■ INSTRUCTION
Find each line in the data below that contains the string "illustration", and copy those lines out.

____ INPUT MATERIAL

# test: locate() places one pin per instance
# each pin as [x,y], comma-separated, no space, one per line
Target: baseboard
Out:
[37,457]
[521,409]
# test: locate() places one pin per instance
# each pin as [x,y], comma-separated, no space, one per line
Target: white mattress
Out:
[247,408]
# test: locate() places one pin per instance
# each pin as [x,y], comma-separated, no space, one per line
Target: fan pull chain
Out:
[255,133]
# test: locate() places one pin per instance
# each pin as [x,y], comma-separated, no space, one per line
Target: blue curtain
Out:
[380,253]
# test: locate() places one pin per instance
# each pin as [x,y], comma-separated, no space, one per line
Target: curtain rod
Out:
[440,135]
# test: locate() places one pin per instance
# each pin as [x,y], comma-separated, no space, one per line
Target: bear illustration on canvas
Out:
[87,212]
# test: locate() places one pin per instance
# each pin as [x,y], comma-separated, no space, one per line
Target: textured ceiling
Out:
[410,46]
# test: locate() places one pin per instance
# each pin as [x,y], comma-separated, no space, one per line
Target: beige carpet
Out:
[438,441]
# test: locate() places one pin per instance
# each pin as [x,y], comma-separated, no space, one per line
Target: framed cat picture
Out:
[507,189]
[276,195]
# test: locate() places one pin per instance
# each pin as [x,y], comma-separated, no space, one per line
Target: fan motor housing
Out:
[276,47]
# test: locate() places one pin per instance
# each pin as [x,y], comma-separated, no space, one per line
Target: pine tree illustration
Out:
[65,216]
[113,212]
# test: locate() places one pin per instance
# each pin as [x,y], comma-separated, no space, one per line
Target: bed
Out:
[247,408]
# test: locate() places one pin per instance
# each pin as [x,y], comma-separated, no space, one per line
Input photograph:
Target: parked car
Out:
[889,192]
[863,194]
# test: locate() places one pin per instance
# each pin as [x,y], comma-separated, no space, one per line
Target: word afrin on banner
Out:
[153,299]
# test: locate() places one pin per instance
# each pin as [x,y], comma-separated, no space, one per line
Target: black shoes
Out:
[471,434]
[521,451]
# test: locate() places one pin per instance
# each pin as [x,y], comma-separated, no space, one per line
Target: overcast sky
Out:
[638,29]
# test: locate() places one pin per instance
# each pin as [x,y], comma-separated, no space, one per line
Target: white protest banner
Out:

________

■ EXERCISE ANSWER
Target: bear illustration on canvas
Target: pine tree illustration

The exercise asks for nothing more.